Prompt
From the interview about the strike, reproduce the stretch from "Now it is very" through "to the street?" word for word.

[[ Page text open ]]

Now it is very complicated: there are some “privileged” workers from the main companies, and some workers from the subcontractors who are very precarious. Added to this is a unionism that does not look out for the rights of all workers. This has weakened us, precisely because it has led us not to fight, because when we fought we did not lose jobs. Of course, when people were fighting in the street, what they say with violence … then, little by little, the companies disappeared because social peace was signed and a unionism was imposed that put the workers to sleep. But when it has been fought, it has made a lot of money.

A couple of more specific questions about the strike. With a salary increase as meager as the one that CC.OO. and UGT, who also say that it is likely not to be respected, have negotiated, will the workers endure? Do you think they will return to the street?

[[ Page text closed ]]
[[ Data section open ]]

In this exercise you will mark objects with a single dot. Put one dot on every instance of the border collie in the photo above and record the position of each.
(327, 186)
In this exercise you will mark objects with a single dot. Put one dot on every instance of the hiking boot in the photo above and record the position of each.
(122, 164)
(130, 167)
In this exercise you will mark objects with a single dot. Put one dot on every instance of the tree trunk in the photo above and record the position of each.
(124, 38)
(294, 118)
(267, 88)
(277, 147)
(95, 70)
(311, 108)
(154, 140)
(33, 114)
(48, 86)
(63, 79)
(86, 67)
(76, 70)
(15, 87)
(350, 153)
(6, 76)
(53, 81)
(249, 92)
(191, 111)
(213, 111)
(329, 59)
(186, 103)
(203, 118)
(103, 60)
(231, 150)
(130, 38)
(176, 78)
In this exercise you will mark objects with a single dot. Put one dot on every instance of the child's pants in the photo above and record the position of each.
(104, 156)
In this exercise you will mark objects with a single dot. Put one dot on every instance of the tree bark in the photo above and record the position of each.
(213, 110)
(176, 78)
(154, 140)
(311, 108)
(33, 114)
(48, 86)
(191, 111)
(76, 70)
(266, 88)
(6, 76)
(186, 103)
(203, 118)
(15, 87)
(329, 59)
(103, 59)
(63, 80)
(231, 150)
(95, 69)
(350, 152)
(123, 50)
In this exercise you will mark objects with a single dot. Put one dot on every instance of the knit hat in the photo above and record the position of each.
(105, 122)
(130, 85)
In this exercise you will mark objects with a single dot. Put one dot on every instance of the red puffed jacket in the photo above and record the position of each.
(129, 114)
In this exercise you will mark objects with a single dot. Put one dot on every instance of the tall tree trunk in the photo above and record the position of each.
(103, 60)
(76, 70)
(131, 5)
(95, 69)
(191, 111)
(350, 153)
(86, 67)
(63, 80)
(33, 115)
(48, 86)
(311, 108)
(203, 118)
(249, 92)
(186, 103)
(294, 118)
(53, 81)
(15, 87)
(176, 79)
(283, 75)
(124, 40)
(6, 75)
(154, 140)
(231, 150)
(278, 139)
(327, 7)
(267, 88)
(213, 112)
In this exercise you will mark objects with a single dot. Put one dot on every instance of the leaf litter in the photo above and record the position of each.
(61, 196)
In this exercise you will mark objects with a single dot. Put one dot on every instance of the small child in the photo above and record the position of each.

[[ Data section closed ]]

Response below
Now it is very complicated: there are some “privileged” workers from the main companies, and some workers from the subcontractors who are very precarious. Added to this is a unionism that does not look out for the rights of all workers. This has weakened us, precisely because it has led us not to fight, because when we fought we did not lose jobs. Of course, when people were fighting in the street, what they say with violence … then, little by little, the companies disappeared because social peace was signed and a unionism was imposed that put the workers to sleep. But when it has been fought, it has made a lot of money.

A couple of more specific questions about the strike. With a salary increase as meager as the one that CC.OO. and UGT, who also say that it is likely not to be respected, have negotiated, will the workers endure? Do you think they will return to the street?